INPUT DATA:

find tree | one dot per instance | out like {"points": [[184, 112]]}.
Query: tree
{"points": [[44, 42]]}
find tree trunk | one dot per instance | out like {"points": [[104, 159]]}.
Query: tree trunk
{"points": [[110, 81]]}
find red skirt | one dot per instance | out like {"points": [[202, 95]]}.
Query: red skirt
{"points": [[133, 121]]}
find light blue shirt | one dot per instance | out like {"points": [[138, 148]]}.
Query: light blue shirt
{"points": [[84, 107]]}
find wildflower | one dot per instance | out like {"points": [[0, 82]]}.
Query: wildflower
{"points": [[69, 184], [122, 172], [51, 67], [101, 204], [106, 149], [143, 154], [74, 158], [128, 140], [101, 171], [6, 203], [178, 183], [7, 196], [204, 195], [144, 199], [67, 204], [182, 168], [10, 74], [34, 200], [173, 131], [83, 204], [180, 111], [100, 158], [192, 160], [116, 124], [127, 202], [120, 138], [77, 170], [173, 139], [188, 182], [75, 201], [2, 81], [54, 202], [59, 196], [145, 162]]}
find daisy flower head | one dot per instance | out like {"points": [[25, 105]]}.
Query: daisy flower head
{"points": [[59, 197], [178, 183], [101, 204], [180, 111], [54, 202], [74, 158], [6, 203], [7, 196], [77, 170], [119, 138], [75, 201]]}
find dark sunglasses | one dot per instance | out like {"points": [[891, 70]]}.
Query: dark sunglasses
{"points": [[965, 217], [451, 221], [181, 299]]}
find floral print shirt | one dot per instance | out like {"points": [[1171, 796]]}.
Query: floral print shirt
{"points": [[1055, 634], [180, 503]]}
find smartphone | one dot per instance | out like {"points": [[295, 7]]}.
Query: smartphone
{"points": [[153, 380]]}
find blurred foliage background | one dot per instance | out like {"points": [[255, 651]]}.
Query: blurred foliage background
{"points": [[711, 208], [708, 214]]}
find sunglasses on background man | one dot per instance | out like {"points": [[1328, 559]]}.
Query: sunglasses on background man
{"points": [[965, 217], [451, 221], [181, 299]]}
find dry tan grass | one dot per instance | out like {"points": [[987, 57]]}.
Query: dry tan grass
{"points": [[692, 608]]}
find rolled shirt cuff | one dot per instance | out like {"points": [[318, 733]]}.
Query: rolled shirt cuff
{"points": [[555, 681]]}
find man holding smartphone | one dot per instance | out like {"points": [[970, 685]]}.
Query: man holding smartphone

PROMPT:
All lines of the records above with the word "holding" in them are to be copied.

RESPONSE TO THIS TASK:
find man holding smartphone | one dot per instance | out like {"points": [[970, 685]]}.
Query: man holding smartphone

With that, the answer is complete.